What is expected: Return every line of the records below that contains the word "adjustment".

Material provided:
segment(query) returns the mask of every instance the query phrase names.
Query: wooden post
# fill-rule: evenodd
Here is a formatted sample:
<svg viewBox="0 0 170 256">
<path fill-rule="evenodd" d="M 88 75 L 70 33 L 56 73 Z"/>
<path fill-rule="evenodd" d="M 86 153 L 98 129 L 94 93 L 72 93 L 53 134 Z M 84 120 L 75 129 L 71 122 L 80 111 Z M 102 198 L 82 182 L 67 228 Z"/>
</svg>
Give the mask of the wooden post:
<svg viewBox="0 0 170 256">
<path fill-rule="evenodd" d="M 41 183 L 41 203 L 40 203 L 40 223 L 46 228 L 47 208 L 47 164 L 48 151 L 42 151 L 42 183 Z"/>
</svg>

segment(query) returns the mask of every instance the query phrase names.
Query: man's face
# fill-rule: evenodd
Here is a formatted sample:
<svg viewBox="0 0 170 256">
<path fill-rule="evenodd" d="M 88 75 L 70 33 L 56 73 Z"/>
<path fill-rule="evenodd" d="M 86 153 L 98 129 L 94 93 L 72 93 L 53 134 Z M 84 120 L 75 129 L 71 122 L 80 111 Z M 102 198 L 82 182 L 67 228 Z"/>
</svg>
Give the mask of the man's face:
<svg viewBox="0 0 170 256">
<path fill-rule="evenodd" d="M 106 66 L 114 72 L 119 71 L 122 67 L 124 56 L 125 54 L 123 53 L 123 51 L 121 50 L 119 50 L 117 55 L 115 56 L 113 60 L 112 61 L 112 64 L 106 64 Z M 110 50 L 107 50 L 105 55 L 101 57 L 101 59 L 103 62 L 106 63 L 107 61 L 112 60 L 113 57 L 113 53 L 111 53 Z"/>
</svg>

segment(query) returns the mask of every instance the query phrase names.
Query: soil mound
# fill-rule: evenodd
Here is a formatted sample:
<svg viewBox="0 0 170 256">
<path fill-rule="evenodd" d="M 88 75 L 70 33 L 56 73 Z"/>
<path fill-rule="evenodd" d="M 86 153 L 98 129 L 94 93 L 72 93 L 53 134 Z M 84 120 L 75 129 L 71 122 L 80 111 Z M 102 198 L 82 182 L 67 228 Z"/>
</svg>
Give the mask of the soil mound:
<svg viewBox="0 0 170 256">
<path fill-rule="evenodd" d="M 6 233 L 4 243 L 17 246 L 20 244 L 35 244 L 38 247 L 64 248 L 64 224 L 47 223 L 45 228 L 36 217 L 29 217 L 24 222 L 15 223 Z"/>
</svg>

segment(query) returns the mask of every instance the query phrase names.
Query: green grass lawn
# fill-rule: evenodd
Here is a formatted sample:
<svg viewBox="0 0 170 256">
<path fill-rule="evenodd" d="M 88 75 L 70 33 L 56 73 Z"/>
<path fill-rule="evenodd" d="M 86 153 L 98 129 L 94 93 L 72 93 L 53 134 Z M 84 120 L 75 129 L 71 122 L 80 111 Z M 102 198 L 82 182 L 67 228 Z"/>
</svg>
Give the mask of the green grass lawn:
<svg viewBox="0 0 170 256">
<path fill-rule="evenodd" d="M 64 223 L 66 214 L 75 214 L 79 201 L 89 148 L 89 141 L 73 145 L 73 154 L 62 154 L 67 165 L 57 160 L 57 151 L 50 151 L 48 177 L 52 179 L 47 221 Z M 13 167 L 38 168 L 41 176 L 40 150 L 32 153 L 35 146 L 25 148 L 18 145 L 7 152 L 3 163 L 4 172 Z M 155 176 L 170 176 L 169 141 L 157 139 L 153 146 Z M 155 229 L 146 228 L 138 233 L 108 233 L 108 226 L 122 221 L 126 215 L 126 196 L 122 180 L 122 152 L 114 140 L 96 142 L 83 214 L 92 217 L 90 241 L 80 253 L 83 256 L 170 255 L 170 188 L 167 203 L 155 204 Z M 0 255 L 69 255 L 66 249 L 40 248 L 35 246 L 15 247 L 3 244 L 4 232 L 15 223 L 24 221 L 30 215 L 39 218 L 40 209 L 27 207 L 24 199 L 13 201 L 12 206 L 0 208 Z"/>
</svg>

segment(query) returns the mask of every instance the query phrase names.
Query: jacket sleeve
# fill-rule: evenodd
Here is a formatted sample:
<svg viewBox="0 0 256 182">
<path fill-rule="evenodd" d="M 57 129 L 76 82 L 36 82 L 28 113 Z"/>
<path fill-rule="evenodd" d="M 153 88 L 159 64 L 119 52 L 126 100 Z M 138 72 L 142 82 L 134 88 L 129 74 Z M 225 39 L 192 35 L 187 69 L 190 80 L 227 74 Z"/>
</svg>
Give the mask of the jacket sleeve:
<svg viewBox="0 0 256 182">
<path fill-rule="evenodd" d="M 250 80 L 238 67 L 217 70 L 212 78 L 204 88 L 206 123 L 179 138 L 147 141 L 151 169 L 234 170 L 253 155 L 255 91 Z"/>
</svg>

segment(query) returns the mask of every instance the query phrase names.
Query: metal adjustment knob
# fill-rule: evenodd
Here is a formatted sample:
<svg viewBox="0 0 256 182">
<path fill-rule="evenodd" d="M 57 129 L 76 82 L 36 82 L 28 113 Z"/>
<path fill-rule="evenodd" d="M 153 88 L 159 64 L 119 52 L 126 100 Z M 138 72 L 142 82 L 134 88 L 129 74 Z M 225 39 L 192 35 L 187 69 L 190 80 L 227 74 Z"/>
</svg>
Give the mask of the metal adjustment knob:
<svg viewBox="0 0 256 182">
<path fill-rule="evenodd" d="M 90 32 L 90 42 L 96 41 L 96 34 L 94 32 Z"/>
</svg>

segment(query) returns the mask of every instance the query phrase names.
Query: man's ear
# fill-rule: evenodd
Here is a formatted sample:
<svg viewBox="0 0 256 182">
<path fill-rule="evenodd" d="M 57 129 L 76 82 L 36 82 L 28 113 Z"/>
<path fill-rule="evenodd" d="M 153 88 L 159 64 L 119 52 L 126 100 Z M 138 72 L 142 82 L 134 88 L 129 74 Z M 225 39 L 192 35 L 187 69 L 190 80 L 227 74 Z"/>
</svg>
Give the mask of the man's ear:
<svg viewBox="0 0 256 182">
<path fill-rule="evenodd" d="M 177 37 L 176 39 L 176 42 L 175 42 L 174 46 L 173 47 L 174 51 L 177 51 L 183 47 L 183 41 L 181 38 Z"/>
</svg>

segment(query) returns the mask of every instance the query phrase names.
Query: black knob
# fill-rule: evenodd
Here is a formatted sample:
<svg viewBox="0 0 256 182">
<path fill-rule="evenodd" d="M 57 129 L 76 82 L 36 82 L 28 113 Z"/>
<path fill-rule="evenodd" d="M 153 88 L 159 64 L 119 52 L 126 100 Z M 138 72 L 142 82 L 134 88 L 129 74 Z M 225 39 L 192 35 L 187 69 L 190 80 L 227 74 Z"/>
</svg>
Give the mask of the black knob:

Finished exercise:
Query: metal adjustment knob
Give the mask of the metal adjustment knob:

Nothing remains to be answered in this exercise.